**DESCRIPTION OF THE TASK:** In every one of the records below, replace "Drop one marker per instance" with "Place a single marker on each instance" and change nothing else. Leave the pictures out of your answer.

Recorded data
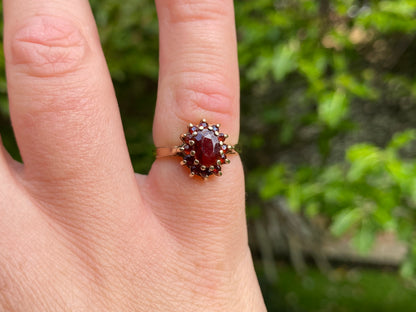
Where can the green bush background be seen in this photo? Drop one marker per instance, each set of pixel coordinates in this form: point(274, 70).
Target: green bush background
point(328, 109)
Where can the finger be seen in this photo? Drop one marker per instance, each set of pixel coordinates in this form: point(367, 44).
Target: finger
point(198, 79)
point(63, 107)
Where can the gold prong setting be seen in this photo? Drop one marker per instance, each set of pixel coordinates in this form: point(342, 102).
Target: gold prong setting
point(204, 150)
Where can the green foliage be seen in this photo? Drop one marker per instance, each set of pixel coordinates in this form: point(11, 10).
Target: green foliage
point(308, 69)
point(347, 290)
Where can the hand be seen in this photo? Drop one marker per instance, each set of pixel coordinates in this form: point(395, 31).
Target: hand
point(78, 230)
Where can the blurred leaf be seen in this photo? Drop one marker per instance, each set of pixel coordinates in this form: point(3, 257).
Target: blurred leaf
point(333, 108)
point(345, 220)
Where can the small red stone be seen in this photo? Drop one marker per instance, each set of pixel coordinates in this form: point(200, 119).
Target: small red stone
point(221, 137)
point(207, 147)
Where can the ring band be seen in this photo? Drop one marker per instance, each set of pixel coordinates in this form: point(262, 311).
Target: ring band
point(203, 151)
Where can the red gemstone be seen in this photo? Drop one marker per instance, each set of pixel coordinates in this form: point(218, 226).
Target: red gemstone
point(205, 151)
point(207, 147)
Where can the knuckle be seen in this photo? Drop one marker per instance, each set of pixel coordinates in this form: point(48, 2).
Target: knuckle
point(183, 11)
point(48, 46)
point(205, 92)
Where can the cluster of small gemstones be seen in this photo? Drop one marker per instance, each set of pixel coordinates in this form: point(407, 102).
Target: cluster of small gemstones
point(204, 150)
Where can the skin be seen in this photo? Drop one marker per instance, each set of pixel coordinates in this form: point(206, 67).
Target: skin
point(79, 231)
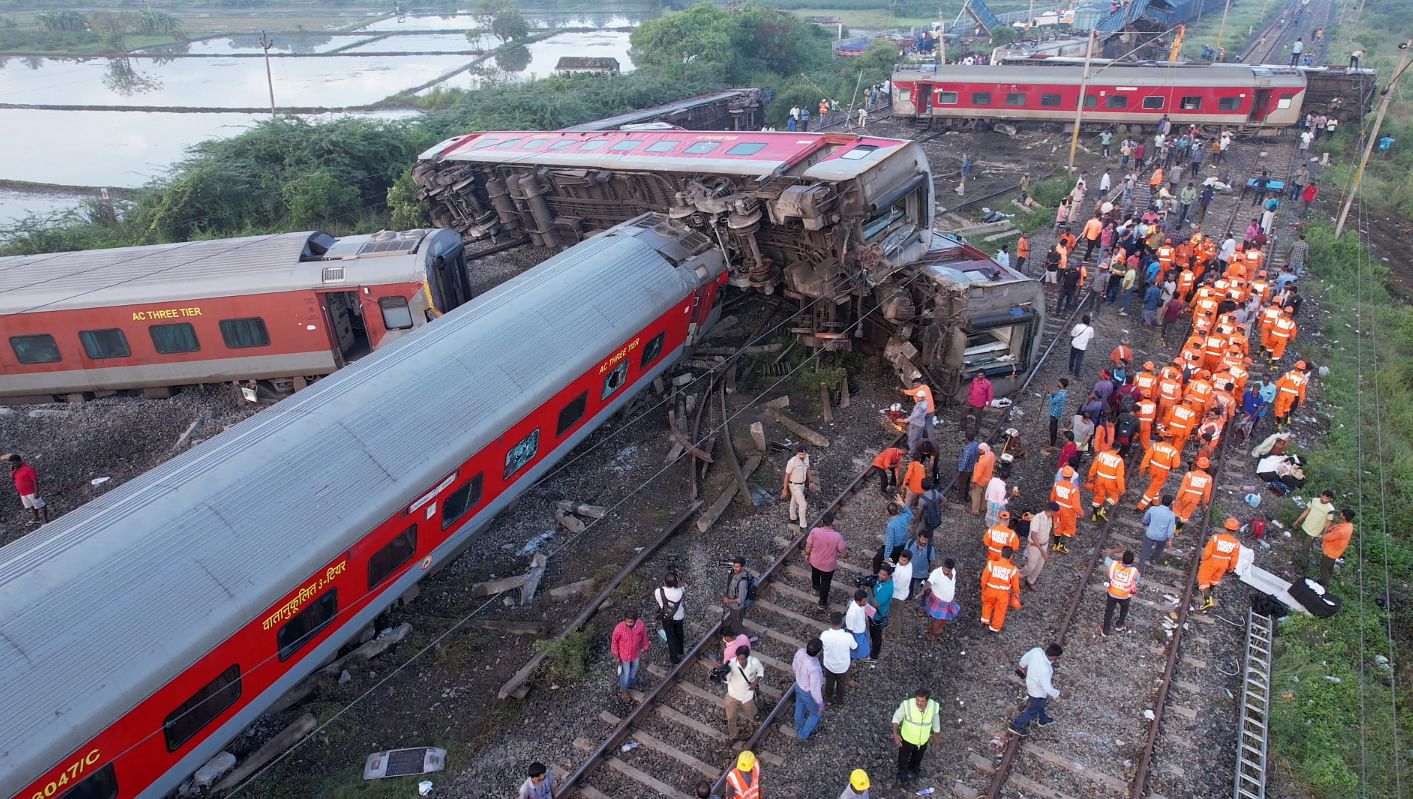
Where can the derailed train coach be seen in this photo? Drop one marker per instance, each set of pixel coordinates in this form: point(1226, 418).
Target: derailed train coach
point(838, 224)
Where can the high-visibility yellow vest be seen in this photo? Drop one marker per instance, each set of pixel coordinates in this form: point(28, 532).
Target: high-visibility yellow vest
point(917, 724)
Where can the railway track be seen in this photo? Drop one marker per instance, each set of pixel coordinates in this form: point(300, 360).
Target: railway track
point(677, 719)
point(1100, 755)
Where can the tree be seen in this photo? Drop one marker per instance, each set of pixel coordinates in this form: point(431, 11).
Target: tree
point(503, 20)
point(697, 43)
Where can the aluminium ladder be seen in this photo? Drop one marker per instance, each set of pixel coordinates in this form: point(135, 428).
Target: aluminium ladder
point(1255, 704)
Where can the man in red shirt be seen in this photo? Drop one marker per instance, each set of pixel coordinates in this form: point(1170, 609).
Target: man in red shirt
point(27, 484)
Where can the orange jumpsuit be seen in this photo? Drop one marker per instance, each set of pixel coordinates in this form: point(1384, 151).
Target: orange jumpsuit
point(998, 538)
point(1107, 475)
point(1148, 415)
point(1067, 495)
point(999, 591)
point(1290, 388)
point(1282, 333)
point(1218, 557)
point(1179, 424)
point(1194, 492)
point(1157, 463)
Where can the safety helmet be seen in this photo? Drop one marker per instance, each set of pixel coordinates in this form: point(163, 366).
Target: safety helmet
point(859, 779)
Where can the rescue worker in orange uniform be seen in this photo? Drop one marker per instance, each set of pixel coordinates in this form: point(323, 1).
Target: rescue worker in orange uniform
point(1180, 423)
point(1194, 492)
point(1290, 389)
point(743, 781)
point(1070, 501)
point(999, 590)
point(1218, 557)
point(1146, 381)
point(1157, 463)
point(999, 536)
point(1282, 333)
point(1122, 584)
point(1146, 410)
point(1210, 433)
point(1107, 478)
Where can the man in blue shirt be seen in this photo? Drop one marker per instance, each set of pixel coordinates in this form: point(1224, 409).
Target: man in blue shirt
point(971, 450)
point(1160, 523)
point(1057, 399)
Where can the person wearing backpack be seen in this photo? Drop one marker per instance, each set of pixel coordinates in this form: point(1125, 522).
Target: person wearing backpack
point(671, 614)
point(741, 591)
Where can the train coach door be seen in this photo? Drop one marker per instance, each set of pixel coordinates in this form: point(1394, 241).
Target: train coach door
point(923, 98)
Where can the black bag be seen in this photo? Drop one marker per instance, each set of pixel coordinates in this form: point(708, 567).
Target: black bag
point(1320, 605)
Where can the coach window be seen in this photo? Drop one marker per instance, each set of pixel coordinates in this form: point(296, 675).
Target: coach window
point(307, 624)
point(396, 314)
point(615, 379)
point(34, 348)
point(194, 714)
point(522, 453)
point(394, 553)
point(170, 340)
point(571, 413)
point(105, 342)
point(242, 334)
point(459, 501)
point(652, 351)
point(102, 784)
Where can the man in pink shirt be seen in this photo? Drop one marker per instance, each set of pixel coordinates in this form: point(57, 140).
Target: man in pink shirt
point(824, 547)
point(628, 644)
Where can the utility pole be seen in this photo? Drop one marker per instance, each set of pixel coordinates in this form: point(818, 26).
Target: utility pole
point(1078, 109)
point(1374, 135)
point(1221, 28)
point(267, 43)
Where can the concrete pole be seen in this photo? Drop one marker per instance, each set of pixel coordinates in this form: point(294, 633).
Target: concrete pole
point(266, 43)
point(1374, 136)
point(1078, 109)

**ANSWER FOR THE TASK:**
Where can the green bush background be seen in this photo? Place a single marker on each instance, each set of pixel coordinates in this form: point(274, 70).
Target: green bush background
point(328, 109)
Where can the finger be seen in this photo? Place a single marker on each instance, each set of pixel coordinates in this form: point(367, 44).
Target: finger
point(198, 79)
point(63, 107)
Where can the gold prong setting be seen in this photo? Place a single marker on each instance, each set of pixel coordinates in this form: point(342, 102).
Target: gold prong setting
point(204, 150)
Where can the green foliage be seen in this photo? Place a single marker on each instance, each set of pixel coordinates in this form: point(11, 10).
Target: green foliage
point(308, 69)
point(347, 290)
Where can the hand be seen in this photo? Place a single marker on each instance, each set of pixel coordinates in this form: point(395, 31).
Target: hand
point(78, 230)
Where can the blurred leaf be seen in this photo? Place a single marker on each instance, each set of pixel coordinates in this form: point(3, 257).
Target: blurred leaf
point(333, 108)
point(345, 220)
Where can the small red stone be seen in this photo? Place a single marker on each instance, each set of pixel coordinates in this form: point(200, 119).
Target: small red stone
point(221, 137)
point(207, 147)
Where can the ring band be seen in this photo? Place a single marker on each instance, each set of pixel coordinates in this form: point(262, 311).
Target: ring band
point(203, 151)
Where can the red gemstone be seen in this photo? Place a single marker on each instance, each set of pixel coordinates in this form: point(218, 226).
Target: red gemstone
point(205, 151)
point(207, 147)
Where can the knuckle be seen in this photo? Place a single marker on each instance, each set of pixel coordinates in this form: point(48, 2).
Target: knuckle
point(183, 11)
point(48, 46)
point(205, 92)
Where can the cluster of small gemstones be seen in this photo? Place a single marker on each instance, each set of pixel coordinates in this form: point(407, 102).
Target: cluster of small gemstones
point(204, 150)
Where can the skin be seen in this photo? Place a single marker on each instance, each set of pixel coordinates in this form: point(206, 67).
Target: skin
point(79, 231)
Where can the derailed train coach be seen in this photo? Place a single marker on each instance, each set of pixel coordinates in this form: point(1226, 418).
Target: derailed train coach
point(838, 224)
Where can the high-visibility yellow vest be seen in this photo? Place a single marker on each instance, each set of pixel coordinates in this form: point(28, 532).
Target: high-visibility yellow vest
point(917, 724)
Where can the railway track be seen in this photo? Place a single marker on each instance, each set of pixel coordinates in this form: point(300, 360).
Target: railway track
point(677, 719)
point(1100, 755)
Where can the tree be seen in this photo? Place a single marker on each instance, each set of pixel coordinates in this form: point(431, 11).
Target: tree
point(503, 20)
point(697, 43)
Where can the aluminium ladder be seen in this photo? Place a single marker on each instance, each set of pixel coordinates in this form: point(135, 428).
Target: aluminium ladder
point(1255, 704)
Where can the man in red shirt be seen in this photo? Place a single marker on each instance, each set of pixel coordinates in this form: point(1170, 609).
Target: man in red shirt
point(27, 484)
Where can the orange jumpsuit be seen in this photo? Place a single marker on each instance, each set of pixel coordinates in this form: point(1384, 151).
Target: orange jumpsuit
point(998, 538)
point(1107, 475)
point(1148, 415)
point(1067, 495)
point(999, 591)
point(1290, 388)
point(1282, 333)
point(1218, 557)
point(1179, 424)
point(1194, 492)
point(1157, 463)
Where can the safety helmet be seen in this photo? Place a single marker on each instance, each set of pixel coordinates in this form: point(163, 366).
Target: safety helmet
point(859, 779)
Where can the rescue worker in orange uniform be seen in this photo? Place a single marker on each instance, each set of pixel coordinates in this form: point(323, 1).
Target: rescue worker in orange uniform
point(1180, 423)
point(1194, 492)
point(1290, 389)
point(743, 781)
point(1070, 501)
point(999, 590)
point(1218, 557)
point(1146, 381)
point(1157, 463)
point(999, 536)
point(1282, 333)
point(1122, 584)
point(1146, 410)
point(1210, 433)
point(1107, 478)
Where can the man in blue shirt be seen in this photo? Place a single marker on each instance, each set of pixel coordinates in this form: point(1224, 409).
Target: man in blue shirt
point(971, 450)
point(1160, 523)
point(1057, 399)
Where can the person wearing backpack be seen in this photo? Place a single marker on each instance, each set of pixel coordinates in this form: point(1125, 522).
Target: person wearing backpack
point(671, 614)
point(741, 591)
Where can the train coach door be seen in this photo? Place a single marker on each instance, each set of pixel coordinates in this form: point(1394, 241).
Target: train coach door
point(923, 98)
Where can the black bag be seen in this photo? Place a single marker on each instance, each set of pixel coordinates in this form: point(708, 567).
Target: black bag
point(1320, 605)
Where can the coach window be seen in this photo? Place a single marker on each instance, each set of pixel coordinates in this form: point(296, 675).
Target: coach window
point(307, 624)
point(396, 314)
point(615, 379)
point(34, 348)
point(194, 714)
point(522, 453)
point(394, 553)
point(170, 340)
point(571, 413)
point(105, 342)
point(242, 334)
point(459, 501)
point(652, 351)
point(102, 784)
Where can the man in pink shirt be seen in this photo? Place a single marker on each instance, each set of pixel coordinates in this form: point(57, 140).
Target: man in pink shirt
point(824, 547)
point(628, 644)
Where can the utility pole be seen in this photo? Place a single marker on each instance, each set of pixel coordinates in this form: point(818, 26).
Target: utility pole
point(1078, 109)
point(1374, 135)
point(1221, 28)
point(267, 43)
Where can the concrete pole be seen in this photo? Place a single marker on each instance, each set of pixel coordinates in this form: point(294, 633).
Target: concrete pole
point(266, 43)
point(1374, 136)
point(1078, 109)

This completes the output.